Progress Energy Florida Issues Statement Regarding Filing of Crystal River Nuclear Plant Engineering Report

  Progress Energy Florida Issues Statement Regarding Filing of Crystal River
                       Nuclear Plant Engineering Report

PR Newswire

ST. PETERSBURG, Fla., Oct. 1, 2012

ST. PETERSBURG, Fla., Oct. 1, 2012 /PRNewswire/ -- Below is a statement issued
today by Alex Glenn, incoming president of Progress Energy Florida, a
subsidiary of Duke Energy.

Today, we provided to the Florida Public Service Commission the report from
Zapata Inc., regarding its independent review of the potential repair plan for
the Crystal River Nuclear Plant (CR3).

As part of the ongoing evaluation of the pending decision to repair or retire
the unit, and given the complexity of the issue, Duke Energy commissioned the
independent technical review in March to further analyze the potential scope,
risks, costs and schedule of the prospective repair. Independent evaluations
such as this are common in the nuclear industry when addressing complex
matters, particularly a first-of-a-kind engineering, construction and
licensing project like the one contemplated at CR3.

The review found that the current repair plan appears to be technically
feasible, but significant risks and technical issues still need to be
resolved, including the ultimate scope of any repair work. The Zapata report
estimated the repair cost at approximately $1.49 billion. Progress Energy's
prior assessment indicated expected repair cost of $900 million to $1.3
billion, with the costs trending up. The report confirmed, as Progress
Energy's assessment had indicated, that an increase in the scope of repairs
will increase the cost and extend the schedule.

Zapata also prepared approximate estimates for more extensive work based on
potential unplanned scenarios, up to and including its worst-case scenario.
This scenario assumed that the company would perform Progress Energy's more
limited scope of work, and at the conclusion of that work, additional damage
would occur in the dome and in the lower elevations, which would force the
replacement of each. Under the worst-case scenario, Zapata estimated that the
cost could be $3.43 billion with a 96-month schedule.

[Collected data]

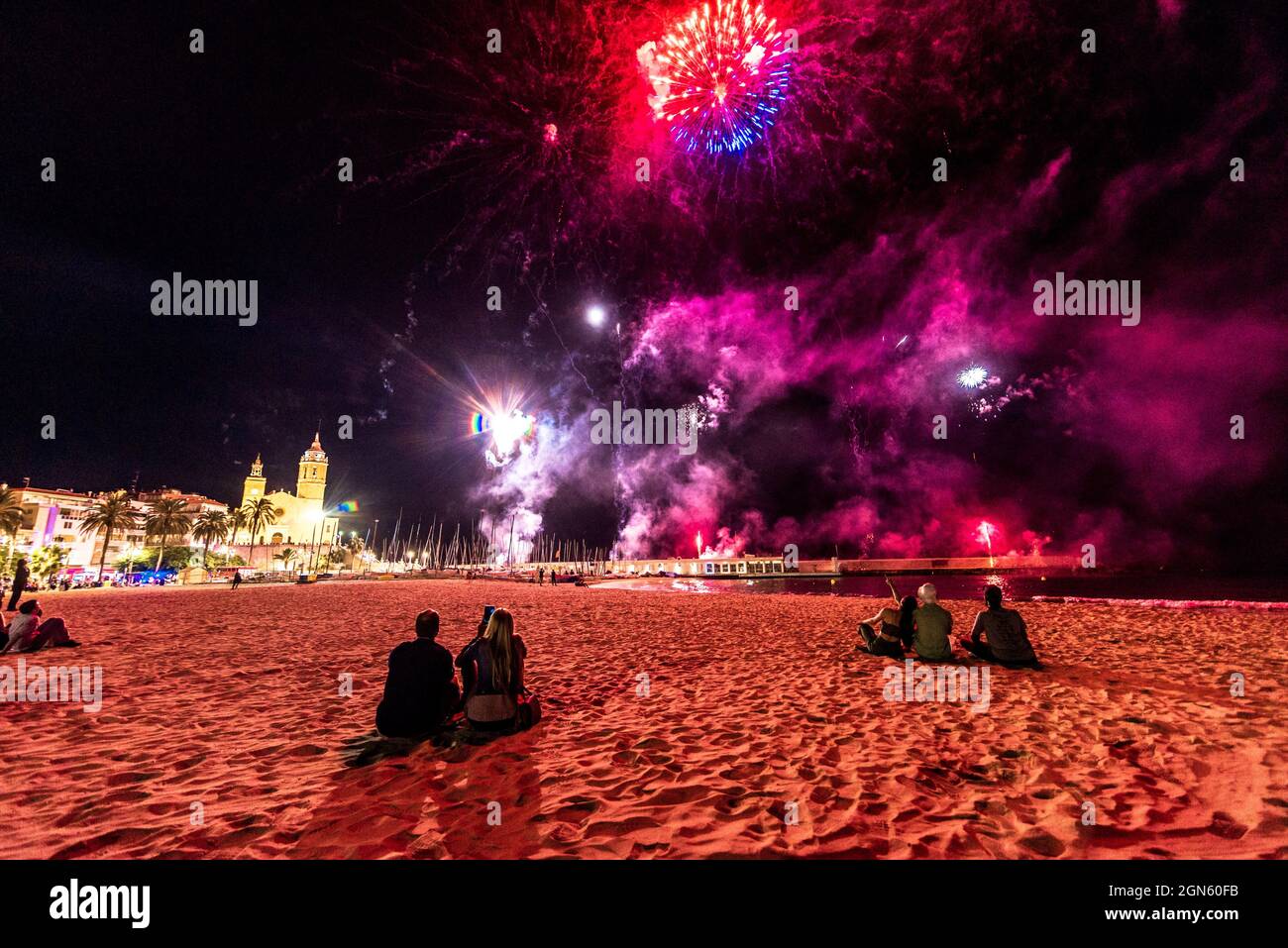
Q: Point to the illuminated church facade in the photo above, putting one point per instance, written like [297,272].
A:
[303,518]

[Set exercise 1] Reproduce the Crystal River statement starting with "The review found" and going on through "its worst-case scenario.", swapping "Zapata report" for "independent report".
[Set exercise 2] According to the Crystal River statement, what repair cost did Progress Energy's prior assessment indicate?
Rely solely on the Crystal River statement.

[Written response 1]
The review found that the current repair plan appears to be technically
feasible, but significant risks and technical issues still need to be
resolved, including the ultimate scope of any repair work. The independent report
estimated the repair cost at approximately $1.49 billion. Progress Energy's
prior assessment indicated expected repair cost of $900 million to $1.3
billion, with the costs trending up. The report confirmed, as Progress
Energy's assessment had indicated, that an increase in the scope of repairs
will increase the cost and extend the schedule.

Zapata also prepared approximate estimates for more extensive work based on
potential unplanned scenarios, up to and including its worst-case scenario.

[Written response 2] $900 million to $1.3 billion, with the costs trending up.